>> BEGIN Exercise data
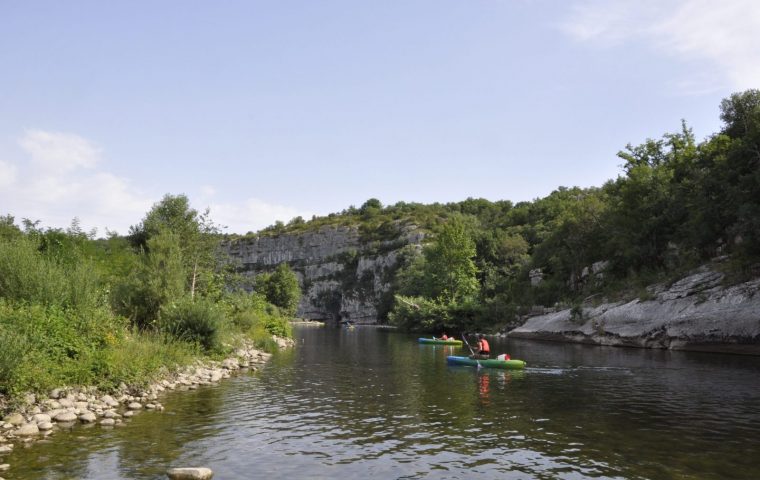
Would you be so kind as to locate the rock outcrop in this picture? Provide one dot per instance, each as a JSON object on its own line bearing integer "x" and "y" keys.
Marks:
{"x": 344, "y": 275}
{"x": 695, "y": 313}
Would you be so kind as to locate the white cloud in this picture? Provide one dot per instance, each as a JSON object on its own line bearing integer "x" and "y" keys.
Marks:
{"x": 61, "y": 152}
{"x": 58, "y": 180}
{"x": 252, "y": 215}
{"x": 725, "y": 35}
{"x": 8, "y": 174}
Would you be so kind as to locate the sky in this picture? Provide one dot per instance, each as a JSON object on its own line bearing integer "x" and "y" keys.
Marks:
{"x": 262, "y": 111}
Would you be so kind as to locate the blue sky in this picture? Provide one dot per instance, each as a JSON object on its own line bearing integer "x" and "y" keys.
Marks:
{"x": 267, "y": 110}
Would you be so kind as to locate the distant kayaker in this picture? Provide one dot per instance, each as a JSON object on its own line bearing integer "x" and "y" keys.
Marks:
{"x": 483, "y": 347}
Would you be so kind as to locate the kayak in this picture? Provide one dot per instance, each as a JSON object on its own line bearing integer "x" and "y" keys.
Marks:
{"x": 438, "y": 341}
{"x": 491, "y": 362}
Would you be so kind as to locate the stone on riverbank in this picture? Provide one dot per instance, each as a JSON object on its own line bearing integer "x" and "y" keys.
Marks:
{"x": 41, "y": 417}
{"x": 65, "y": 417}
{"x": 27, "y": 429}
{"x": 87, "y": 417}
{"x": 189, "y": 473}
{"x": 14, "y": 419}
{"x": 45, "y": 426}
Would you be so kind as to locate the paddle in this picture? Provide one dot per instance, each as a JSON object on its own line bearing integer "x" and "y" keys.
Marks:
{"x": 473, "y": 353}
{"x": 466, "y": 343}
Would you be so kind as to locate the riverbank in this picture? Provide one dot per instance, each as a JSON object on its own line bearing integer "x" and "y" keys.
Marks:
{"x": 63, "y": 408}
{"x": 696, "y": 313}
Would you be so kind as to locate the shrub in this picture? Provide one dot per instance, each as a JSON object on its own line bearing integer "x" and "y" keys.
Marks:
{"x": 13, "y": 348}
{"x": 196, "y": 321}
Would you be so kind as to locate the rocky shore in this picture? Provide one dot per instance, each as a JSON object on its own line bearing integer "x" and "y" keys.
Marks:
{"x": 63, "y": 408}
{"x": 696, "y": 313}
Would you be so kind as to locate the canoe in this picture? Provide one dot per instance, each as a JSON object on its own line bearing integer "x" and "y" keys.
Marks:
{"x": 438, "y": 341}
{"x": 492, "y": 362}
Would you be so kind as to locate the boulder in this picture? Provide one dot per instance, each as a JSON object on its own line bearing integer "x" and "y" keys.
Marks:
{"x": 200, "y": 473}
{"x": 87, "y": 417}
{"x": 27, "y": 429}
{"x": 14, "y": 419}
{"x": 45, "y": 426}
{"x": 41, "y": 417}
{"x": 65, "y": 417}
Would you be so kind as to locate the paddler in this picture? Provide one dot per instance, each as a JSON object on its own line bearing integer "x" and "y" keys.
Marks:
{"x": 483, "y": 347}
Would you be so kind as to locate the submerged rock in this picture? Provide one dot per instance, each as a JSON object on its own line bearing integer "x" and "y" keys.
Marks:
{"x": 200, "y": 473}
{"x": 14, "y": 419}
{"x": 27, "y": 429}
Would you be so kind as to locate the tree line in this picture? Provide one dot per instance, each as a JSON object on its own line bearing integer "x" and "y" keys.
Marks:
{"x": 79, "y": 310}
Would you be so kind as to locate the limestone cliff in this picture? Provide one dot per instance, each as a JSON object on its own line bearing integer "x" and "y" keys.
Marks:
{"x": 344, "y": 275}
{"x": 695, "y": 313}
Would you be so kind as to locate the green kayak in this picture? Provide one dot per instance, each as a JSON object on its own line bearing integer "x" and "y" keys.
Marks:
{"x": 438, "y": 341}
{"x": 491, "y": 362}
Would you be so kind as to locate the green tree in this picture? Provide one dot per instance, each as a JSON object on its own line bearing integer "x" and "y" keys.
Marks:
{"x": 449, "y": 266}
{"x": 159, "y": 280}
{"x": 198, "y": 237}
{"x": 280, "y": 288}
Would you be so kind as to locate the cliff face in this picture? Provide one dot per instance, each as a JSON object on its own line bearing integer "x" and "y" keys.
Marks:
{"x": 695, "y": 313}
{"x": 343, "y": 275}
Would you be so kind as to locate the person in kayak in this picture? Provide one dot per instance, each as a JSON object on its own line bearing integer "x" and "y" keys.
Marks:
{"x": 483, "y": 347}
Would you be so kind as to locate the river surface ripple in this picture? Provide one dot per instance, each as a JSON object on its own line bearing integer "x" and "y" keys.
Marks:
{"x": 373, "y": 403}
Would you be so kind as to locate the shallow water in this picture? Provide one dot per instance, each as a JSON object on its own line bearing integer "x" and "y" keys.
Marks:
{"x": 374, "y": 403}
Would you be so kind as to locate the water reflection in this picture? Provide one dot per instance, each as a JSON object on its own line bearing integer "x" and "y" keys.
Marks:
{"x": 374, "y": 403}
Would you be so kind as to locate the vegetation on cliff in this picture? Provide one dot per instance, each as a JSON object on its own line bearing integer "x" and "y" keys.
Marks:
{"x": 677, "y": 203}
{"x": 79, "y": 311}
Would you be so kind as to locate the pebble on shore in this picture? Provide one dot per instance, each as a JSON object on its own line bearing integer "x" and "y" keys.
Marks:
{"x": 40, "y": 416}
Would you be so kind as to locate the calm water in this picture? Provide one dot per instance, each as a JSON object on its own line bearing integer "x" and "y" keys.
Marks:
{"x": 374, "y": 403}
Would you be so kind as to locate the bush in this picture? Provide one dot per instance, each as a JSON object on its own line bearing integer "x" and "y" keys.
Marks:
{"x": 194, "y": 321}
{"x": 13, "y": 349}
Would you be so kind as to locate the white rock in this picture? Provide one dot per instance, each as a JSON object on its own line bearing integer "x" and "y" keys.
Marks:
{"x": 201, "y": 473}
{"x": 65, "y": 417}
{"x": 27, "y": 429}
{"x": 87, "y": 417}
{"x": 41, "y": 417}
{"x": 14, "y": 419}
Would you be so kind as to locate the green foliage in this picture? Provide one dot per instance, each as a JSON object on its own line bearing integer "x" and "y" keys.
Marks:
{"x": 280, "y": 288}
{"x": 449, "y": 267}
{"x": 158, "y": 281}
{"x": 420, "y": 314}
{"x": 196, "y": 321}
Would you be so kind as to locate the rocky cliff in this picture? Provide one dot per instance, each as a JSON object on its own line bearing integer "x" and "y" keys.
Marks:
{"x": 695, "y": 313}
{"x": 344, "y": 274}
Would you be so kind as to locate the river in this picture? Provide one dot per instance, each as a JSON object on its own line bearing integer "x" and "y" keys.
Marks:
{"x": 373, "y": 403}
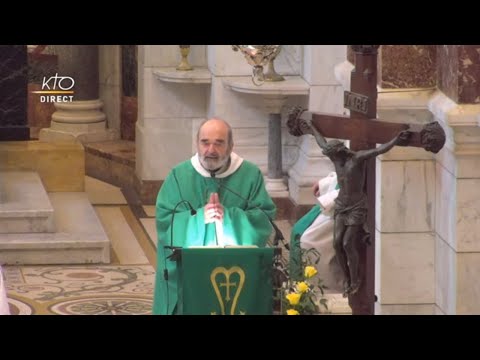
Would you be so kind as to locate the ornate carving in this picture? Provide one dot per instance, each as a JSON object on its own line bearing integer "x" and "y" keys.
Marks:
{"x": 295, "y": 124}
{"x": 365, "y": 49}
{"x": 432, "y": 137}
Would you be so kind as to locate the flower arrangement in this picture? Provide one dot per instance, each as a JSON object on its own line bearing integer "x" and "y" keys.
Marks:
{"x": 301, "y": 295}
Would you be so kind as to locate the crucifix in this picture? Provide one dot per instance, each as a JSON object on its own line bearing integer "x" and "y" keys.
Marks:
{"x": 354, "y": 234}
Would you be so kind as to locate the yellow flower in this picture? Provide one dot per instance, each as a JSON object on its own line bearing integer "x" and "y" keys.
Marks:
{"x": 293, "y": 298}
{"x": 310, "y": 271}
{"x": 302, "y": 287}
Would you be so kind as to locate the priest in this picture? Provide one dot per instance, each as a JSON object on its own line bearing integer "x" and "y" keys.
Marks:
{"x": 216, "y": 198}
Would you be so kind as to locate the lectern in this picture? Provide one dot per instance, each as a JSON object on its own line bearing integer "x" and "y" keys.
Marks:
{"x": 225, "y": 281}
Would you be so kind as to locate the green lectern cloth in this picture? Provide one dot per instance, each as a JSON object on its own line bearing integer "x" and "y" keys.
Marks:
{"x": 225, "y": 281}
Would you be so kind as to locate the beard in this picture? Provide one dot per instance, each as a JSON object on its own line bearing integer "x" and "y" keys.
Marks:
{"x": 213, "y": 163}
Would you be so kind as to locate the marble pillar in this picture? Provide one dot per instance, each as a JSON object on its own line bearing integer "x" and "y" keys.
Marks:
{"x": 405, "y": 178}
{"x": 13, "y": 87}
{"x": 457, "y": 238}
{"x": 81, "y": 119}
{"x": 275, "y": 183}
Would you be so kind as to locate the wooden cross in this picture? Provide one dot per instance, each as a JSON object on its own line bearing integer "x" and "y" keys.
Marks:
{"x": 365, "y": 131}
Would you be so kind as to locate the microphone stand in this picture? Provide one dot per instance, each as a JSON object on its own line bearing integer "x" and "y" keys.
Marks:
{"x": 278, "y": 234}
{"x": 175, "y": 249}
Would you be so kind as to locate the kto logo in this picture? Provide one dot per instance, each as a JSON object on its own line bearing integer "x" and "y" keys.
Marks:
{"x": 56, "y": 89}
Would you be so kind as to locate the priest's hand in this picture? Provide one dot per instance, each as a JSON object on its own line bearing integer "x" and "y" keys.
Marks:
{"x": 213, "y": 209}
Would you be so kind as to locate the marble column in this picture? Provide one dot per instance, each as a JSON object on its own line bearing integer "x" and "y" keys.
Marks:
{"x": 13, "y": 87}
{"x": 405, "y": 185}
{"x": 274, "y": 96}
{"x": 275, "y": 183}
{"x": 457, "y": 238}
{"x": 82, "y": 118}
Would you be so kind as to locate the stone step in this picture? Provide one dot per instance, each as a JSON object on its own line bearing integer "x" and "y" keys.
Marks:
{"x": 79, "y": 237}
{"x": 25, "y": 205}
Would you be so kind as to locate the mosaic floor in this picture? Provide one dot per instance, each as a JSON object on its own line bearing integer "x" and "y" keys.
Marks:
{"x": 124, "y": 287}
{"x": 80, "y": 290}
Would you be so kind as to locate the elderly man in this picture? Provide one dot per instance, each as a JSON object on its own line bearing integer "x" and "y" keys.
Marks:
{"x": 218, "y": 199}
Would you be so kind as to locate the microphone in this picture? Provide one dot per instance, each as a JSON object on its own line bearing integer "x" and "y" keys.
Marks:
{"x": 278, "y": 234}
{"x": 193, "y": 212}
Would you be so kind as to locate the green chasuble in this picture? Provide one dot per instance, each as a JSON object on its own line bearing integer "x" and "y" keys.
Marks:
{"x": 243, "y": 223}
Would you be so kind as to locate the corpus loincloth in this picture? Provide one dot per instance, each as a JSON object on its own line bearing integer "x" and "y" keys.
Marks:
{"x": 355, "y": 214}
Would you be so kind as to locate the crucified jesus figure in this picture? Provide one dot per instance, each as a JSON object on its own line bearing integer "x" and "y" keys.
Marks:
{"x": 351, "y": 206}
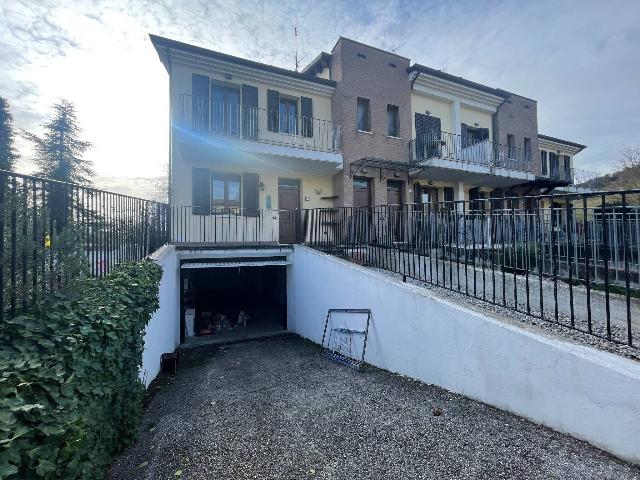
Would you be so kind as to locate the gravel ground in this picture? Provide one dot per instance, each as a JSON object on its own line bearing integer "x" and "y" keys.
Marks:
{"x": 278, "y": 409}
{"x": 618, "y": 311}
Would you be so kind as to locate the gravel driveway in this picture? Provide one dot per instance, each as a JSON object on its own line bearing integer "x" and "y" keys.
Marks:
{"x": 278, "y": 408}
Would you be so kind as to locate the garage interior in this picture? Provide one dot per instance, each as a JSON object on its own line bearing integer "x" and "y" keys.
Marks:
{"x": 232, "y": 300}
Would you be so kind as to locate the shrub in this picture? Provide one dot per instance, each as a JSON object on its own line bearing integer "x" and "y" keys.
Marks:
{"x": 70, "y": 397}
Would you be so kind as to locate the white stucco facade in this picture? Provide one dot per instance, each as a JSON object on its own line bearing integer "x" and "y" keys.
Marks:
{"x": 587, "y": 393}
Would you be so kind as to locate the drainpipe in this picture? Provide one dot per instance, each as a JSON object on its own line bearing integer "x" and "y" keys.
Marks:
{"x": 169, "y": 189}
{"x": 495, "y": 122}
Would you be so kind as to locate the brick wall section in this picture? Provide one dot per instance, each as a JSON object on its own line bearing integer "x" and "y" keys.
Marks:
{"x": 519, "y": 117}
{"x": 373, "y": 78}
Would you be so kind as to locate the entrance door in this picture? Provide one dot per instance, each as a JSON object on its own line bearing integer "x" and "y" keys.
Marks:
{"x": 360, "y": 219}
{"x": 394, "y": 197}
{"x": 361, "y": 192}
{"x": 289, "y": 206}
{"x": 428, "y": 136}
{"x": 394, "y": 192}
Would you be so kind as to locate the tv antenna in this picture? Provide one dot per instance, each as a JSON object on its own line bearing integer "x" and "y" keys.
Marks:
{"x": 297, "y": 59}
{"x": 395, "y": 50}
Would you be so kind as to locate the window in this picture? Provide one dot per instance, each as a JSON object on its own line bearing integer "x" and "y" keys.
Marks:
{"x": 527, "y": 148}
{"x": 392, "y": 121}
{"x": 288, "y": 114}
{"x": 448, "y": 194}
{"x": 225, "y": 192}
{"x": 511, "y": 145}
{"x": 363, "y": 115}
{"x": 225, "y": 110}
{"x": 543, "y": 161}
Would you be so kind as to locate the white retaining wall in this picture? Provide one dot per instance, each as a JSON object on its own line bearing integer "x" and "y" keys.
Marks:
{"x": 162, "y": 334}
{"x": 590, "y": 394}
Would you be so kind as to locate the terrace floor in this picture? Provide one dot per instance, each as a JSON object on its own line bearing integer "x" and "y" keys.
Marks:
{"x": 277, "y": 408}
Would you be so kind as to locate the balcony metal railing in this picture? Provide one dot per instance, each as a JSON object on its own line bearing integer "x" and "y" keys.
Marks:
{"x": 577, "y": 178}
{"x": 450, "y": 146}
{"x": 202, "y": 114}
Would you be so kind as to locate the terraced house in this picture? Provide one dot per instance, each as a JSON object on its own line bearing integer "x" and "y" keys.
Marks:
{"x": 358, "y": 126}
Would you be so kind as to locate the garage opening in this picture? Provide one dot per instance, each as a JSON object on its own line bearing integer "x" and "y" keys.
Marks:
{"x": 233, "y": 299}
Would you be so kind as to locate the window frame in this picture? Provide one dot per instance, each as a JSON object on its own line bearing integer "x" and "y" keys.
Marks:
{"x": 395, "y": 110}
{"x": 511, "y": 146}
{"x": 226, "y": 121}
{"x": 226, "y": 205}
{"x": 291, "y": 128}
{"x": 366, "y": 127}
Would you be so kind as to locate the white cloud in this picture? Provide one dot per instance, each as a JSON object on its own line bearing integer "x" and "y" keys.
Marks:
{"x": 578, "y": 59}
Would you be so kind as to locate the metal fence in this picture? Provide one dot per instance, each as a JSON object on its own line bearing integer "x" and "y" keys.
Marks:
{"x": 52, "y": 232}
{"x": 571, "y": 259}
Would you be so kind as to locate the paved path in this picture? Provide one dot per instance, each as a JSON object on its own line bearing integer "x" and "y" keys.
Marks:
{"x": 278, "y": 409}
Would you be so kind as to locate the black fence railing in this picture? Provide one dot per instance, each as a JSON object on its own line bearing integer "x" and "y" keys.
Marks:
{"x": 570, "y": 259}
{"x": 52, "y": 232}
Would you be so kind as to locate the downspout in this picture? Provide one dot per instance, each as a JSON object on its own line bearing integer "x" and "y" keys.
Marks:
{"x": 415, "y": 77}
{"x": 169, "y": 189}
{"x": 495, "y": 122}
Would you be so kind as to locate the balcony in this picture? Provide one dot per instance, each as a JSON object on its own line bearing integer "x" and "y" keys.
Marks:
{"x": 449, "y": 156}
{"x": 258, "y": 130}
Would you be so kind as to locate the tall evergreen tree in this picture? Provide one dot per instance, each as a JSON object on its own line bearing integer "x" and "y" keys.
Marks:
{"x": 8, "y": 154}
{"x": 60, "y": 151}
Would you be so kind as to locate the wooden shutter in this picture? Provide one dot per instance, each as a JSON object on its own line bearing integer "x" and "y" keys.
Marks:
{"x": 306, "y": 113}
{"x": 249, "y": 112}
{"x": 250, "y": 199}
{"x": 199, "y": 101}
{"x": 200, "y": 191}
{"x": 273, "y": 106}
{"x": 464, "y": 139}
{"x": 567, "y": 167}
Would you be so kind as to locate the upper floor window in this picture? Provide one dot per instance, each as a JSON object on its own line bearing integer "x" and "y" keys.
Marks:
{"x": 511, "y": 145}
{"x": 392, "y": 121}
{"x": 225, "y": 109}
{"x": 288, "y": 114}
{"x": 363, "y": 115}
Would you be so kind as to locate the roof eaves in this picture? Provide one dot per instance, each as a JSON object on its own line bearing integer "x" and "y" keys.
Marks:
{"x": 416, "y": 67}
{"x": 564, "y": 142}
{"x": 159, "y": 41}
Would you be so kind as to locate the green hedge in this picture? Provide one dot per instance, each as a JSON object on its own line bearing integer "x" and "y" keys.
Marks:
{"x": 70, "y": 397}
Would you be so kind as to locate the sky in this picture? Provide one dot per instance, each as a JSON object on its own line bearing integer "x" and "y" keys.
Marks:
{"x": 579, "y": 59}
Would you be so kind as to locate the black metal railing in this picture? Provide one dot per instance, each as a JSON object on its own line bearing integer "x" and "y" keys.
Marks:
{"x": 53, "y": 232}
{"x": 437, "y": 144}
{"x": 571, "y": 259}
{"x": 202, "y": 114}
{"x": 578, "y": 179}
{"x": 233, "y": 226}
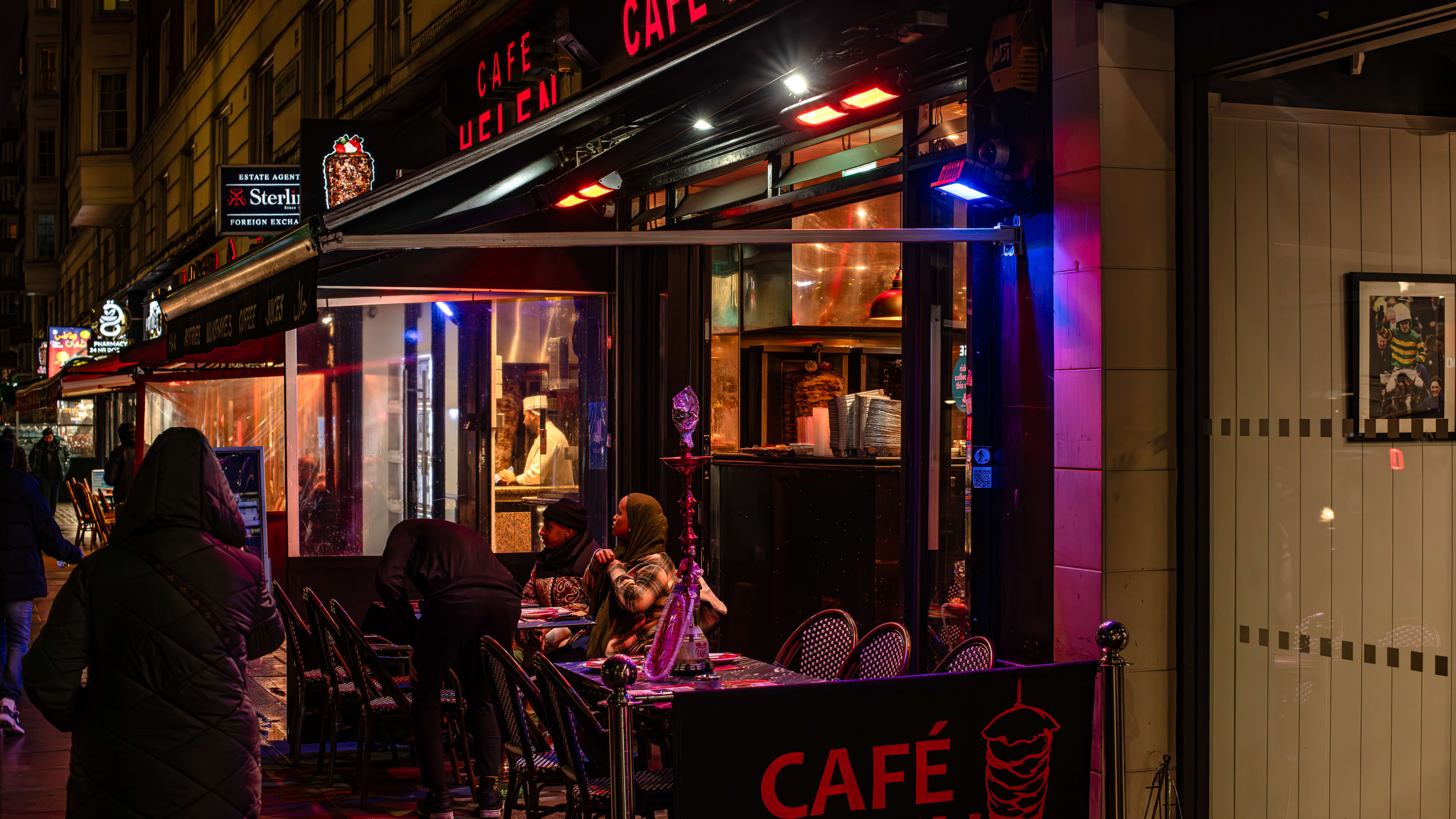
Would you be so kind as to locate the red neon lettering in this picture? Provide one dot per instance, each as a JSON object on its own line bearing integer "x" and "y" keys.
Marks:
{"x": 884, "y": 777}
{"x": 848, "y": 788}
{"x": 654, "y": 24}
{"x": 924, "y": 772}
{"x": 628, "y": 36}
{"x": 766, "y": 788}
>> END Exercise data
Written problem:
Beginning at the line that contains "Would you be so kind as to locate the upper", retype each line of the data above through the very last one. Do not retype the pictures.

The completed task:
Would you be so kind as to locate the upper floor window in this picture? Provide one dot per instance, each as a JSON object on its own line bearing integer "x" and "y" keys.
Marks:
{"x": 511, "y": 145}
{"x": 392, "y": 121}
{"x": 225, "y": 109}
{"x": 288, "y": 114}
{"x": 363, "y": 115}
Would you be so kind as to locate the roof eaves in this picture? Provide one dot per instance, each as a JSON object on its own line bearing integer "x" and "y" keys.
Marks:
{"x": 416, "y": 67}
{"x": 564, "y": 142}
{"x": 159, "y": 41}
Would you be so kind as to locate the green hedge in this picture? Provide one dot per instance, each as a JSON object on its own line bearing integer "x" and "y" keys.
Marks:
{"x": 70, "y": 397}
Would you be so kind as to locate the sky in this picture? Provide one dot per instance, each as a JSON object on its own line bearing integer "x" and "y" keys.
Marks:
{"x": 579, "y": 59}
Would you be so kind as to locate the black metal railing in this picture? Provide one dot per instance, each as a JSON object on its own line bearing integer "x" and "y" keys.
Marks:
{"x": 53, "y": 232}
{"x": 437, "y": 144}
{"x": 571, "y": 259}
{"x": 202, "y": 114}
{"x": 578, "y": 179}
{"x": 233, "y": 226}
Would you be so kind as to locate the red neon lettering in this picture? Provide one dot per instance, each as a JSON object on its own line bearing integer "x" and "y" keys.
Marks:
{"x": 884, "y": 777}
{"x": 848, "y": 788}
{"x": 654, "y": 24}
{"x": 924, "y": 772}
{"x": 628, "y": 36}
{"x": 766, "y": 788}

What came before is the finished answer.